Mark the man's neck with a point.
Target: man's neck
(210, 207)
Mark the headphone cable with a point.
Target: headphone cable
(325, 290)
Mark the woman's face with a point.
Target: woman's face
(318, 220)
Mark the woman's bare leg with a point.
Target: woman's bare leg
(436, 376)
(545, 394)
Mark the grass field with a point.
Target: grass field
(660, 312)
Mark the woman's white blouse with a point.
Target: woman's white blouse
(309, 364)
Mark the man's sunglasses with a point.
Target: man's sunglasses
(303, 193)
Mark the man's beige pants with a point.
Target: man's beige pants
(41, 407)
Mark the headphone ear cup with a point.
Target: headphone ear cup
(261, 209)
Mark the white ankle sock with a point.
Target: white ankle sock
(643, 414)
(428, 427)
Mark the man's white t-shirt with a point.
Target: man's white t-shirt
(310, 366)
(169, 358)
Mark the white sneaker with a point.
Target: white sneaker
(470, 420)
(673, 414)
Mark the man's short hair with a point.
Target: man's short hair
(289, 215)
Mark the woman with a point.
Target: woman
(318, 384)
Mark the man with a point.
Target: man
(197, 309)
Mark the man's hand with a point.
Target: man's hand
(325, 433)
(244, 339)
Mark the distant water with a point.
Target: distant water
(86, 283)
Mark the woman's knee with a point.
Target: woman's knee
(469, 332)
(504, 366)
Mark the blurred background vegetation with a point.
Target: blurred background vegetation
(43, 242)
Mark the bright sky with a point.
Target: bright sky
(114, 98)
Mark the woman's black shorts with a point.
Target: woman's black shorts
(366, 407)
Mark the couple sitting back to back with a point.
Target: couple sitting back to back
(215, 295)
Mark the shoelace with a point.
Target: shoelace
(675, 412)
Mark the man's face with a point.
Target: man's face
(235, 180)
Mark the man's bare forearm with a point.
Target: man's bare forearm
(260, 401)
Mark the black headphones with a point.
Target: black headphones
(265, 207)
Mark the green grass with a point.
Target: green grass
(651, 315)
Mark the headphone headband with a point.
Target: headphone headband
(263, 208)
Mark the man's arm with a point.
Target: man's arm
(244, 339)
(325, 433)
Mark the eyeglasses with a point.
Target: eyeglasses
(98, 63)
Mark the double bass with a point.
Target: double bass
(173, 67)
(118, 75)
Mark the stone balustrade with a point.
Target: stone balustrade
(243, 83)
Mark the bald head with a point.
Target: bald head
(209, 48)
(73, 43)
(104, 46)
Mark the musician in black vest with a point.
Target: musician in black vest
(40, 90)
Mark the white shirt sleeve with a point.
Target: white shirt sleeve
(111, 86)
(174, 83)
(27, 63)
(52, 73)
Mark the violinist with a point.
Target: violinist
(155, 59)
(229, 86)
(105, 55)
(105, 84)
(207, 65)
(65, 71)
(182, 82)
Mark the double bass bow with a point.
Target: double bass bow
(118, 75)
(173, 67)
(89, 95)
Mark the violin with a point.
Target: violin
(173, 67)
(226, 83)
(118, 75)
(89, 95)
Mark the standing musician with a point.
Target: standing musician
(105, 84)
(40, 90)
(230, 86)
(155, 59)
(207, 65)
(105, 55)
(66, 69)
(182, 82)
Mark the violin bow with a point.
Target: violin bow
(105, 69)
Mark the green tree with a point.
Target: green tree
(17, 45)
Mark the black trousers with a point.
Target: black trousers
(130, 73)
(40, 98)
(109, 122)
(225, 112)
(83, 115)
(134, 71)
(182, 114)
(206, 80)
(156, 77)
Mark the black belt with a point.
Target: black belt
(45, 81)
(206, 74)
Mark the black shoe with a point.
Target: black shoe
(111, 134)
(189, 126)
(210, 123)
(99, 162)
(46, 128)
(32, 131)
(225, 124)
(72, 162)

***

▸ **Required action**:
Send back each record exactly as it stands.

▸ **Exercise output**:
Mark the man's neck with a point.
Target: man's neck
(210, 207)
Mark the headphone cable with a point.
Target: headphone cable
(325, 290)
Mark the woman's face with a point.
Target: woman's face
(318, 220)
Mark the woman's bare leg with a point.
Target: woman's bare leg
(436, 376)
(545, 394)
Mark the grass field with a point.
Target: grass field
(660, 312)
Mark the woman's white blouse with a point.
Target: woman's white blouse
(309, 364)
Mark the man's sunglasses with a point.
Target: man's sunglasses
(303, 193)
Mark the man's beige pants with a point.
Target: man's beige pants
(41, 407)
Mark the headphone ear cup with a point.
Target: headphone ear cup
(261, 209)
Mark the white ankle sock with a point.
Target: white ankle sock
(643, 414)
(428, 427)
Mark the man's white t-shirt with a point.
Target: man's white t-shirt
(310, 366)
(169, 358)
Mark the white sneaker with a point.
Target: white sneaker
(470, 420)
(673, 414)
Mark the man's short hair with a point.
Target: man's short hair
(289, 215)
Mark the woman with a point.
Target: woman
(318, 384)
Mark the man with a point.
Target: man
(197, 309)
Mark the man's hand with a point.
Target: man's hand
(325, 433)
(244, 339)
Mark the distant water with a point.
Target: distant water
(86, 283)
Mark the woman's knee with a point.
Target: woman's knee
(469, 332)
(504, 366)
Mark the blurred background vegetation with a point.
Target: blurred background vegetation
(43, 242)
Mark the bright sky with a point.
Target: bright sky
(114, 98)
Mark the woman's black shorts with a point.
Target: woman's black shorts
(366, 407)
Mark the couple sitting back to back with a point.
Target: couple sitting back to back
(215, 295)
Mark the shoelace with a point.
Target: shoelace
(675, 412)
Mark the man's face with a point.
Target: man's face
(235, 180)
Mark the man's bare forearm with a point.
Target: man's bare forearm
(260, 401)
Mark the black headphones with a point.
Target: black headphones
(265, 207)
Mark the green grass with a point.
Target: green grass
(651, 315)
Mark the headphone headband with a point.
Target: headphone headband
(263, 208)
Mark the man's arm with a point.
Target: man's arm
(244, 339)
(325, 433)
Mark the eyeglasses with a point.
Target: eyeglasses
(98, 63)
Mark the double bass with a point.
Target: double bass
(173, 67)
(118, 75)
Mark the stone balustrade with a point.
Target: stone balustrade
(243, 83)
Mark the bald head with a point.
Target: bald head
(209, 48)
(73, 43)
(104, 46)
Mark the musician in black vest with a point.
Target: musician in black vest
(40, 90)
Mark the white shirt sleeve with a point.
Target: white shirt sleeve
(111, 86)
(174, 83)
(27, 63)
(52, 73)
Mark the violinist with a point.
Target: violinist
(155, 59)
(229, 86)
(105, 55)
(105, 84)
(207, 65)
(65, 71)
(182, 82)
Mark the double bass bow with a point.
Target: double bass bow
(118, 75)
(173, 67)
(89, 95)
Mark the violin with a point.
Target: violin
(173, 67)
(226, 83)
(118, 75)
(89, 95)
Mark the standing musician with a point.
Target: standing musician
(105, 84)
(40, 90)
(230, 86)
(155, 59)
(207, 65)
(105, 55)
(66, 69)
(182, 82)
Mark the violin bow with a point.
Target: violin bow
(105, 69)
Mark the green tree with a point.
Target: green tree
(17, 45)
Mark the black trousers with a point.
Target: black trousers
(130, 73)
(40, 98)
(109, 122)
(225, 112)
(83, 115)
(134, 71)
(182, 114)
(206, 80)
(156, 77)
Mark the black belt with a point.
Target: black belt
(45, 81)
(206, 74)
Mark the black shoe with a point.
Target: black shoe
(111, 134)
(189, 126)
(210, 123)
(99, 162)
(46, 128)
(32, 131)
(225, 124)
(72, 162)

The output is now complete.